Saved entries:
===

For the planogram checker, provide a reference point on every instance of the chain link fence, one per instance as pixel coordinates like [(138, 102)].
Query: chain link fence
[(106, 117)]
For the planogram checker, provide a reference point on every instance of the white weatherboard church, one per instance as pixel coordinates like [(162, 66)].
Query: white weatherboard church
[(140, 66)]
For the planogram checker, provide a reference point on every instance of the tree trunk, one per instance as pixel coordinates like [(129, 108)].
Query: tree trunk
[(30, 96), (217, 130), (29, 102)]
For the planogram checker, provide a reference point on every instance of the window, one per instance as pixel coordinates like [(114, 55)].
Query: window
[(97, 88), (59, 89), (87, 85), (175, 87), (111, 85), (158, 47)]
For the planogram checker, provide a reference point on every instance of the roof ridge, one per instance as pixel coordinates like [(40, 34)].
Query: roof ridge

===

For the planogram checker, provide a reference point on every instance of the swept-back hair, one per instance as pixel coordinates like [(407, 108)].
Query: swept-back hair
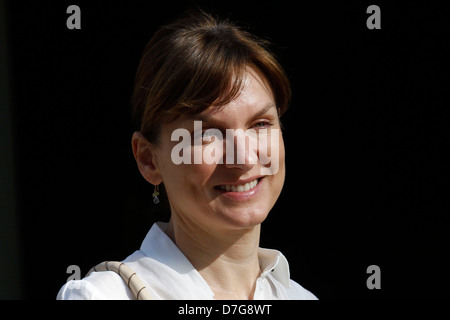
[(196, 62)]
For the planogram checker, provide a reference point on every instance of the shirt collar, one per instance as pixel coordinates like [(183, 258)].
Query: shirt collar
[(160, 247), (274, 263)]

===

[Task to carry out]: The answer is the lines above between the line holding "like [(138, 102)]." and the line holding "Query: roof ridge", inclusive, each written out exactly, and no others.

[Response below]:
For the planogram checker, provide a reference point on every instance of the chain link fence, one per instance as pixel coordinates like [(138, 102)].
Query: chain link fence
[(106, 117)]
For the planogram checker, provide a reference point on every instance of the white weatherboard church, one per instance as pixel coordinates like [(162, 66)].
Query: white weatherboard church
[(140, 66)]
For the planogram checker, provide a reference point on every instance of the tree trunk, one per instance as pixel coordinates like [(129, 108)].
Query: tree trunk
[(30, 96), (217, 130), (29, 102)]
For the planogram checker, provide a reference point on every instance of the window, one per instance as pixel coordinates like [(114, 55)].
Query: window
[(97, 88), (59, 89), (87, 85), (175, 87), (111, 85), (158, 47)]
For the planogram checker, provide a reference point on every instance of the roof ridge, one per instance as pixel coordinates like [(40, 34)].
Query: roof ridge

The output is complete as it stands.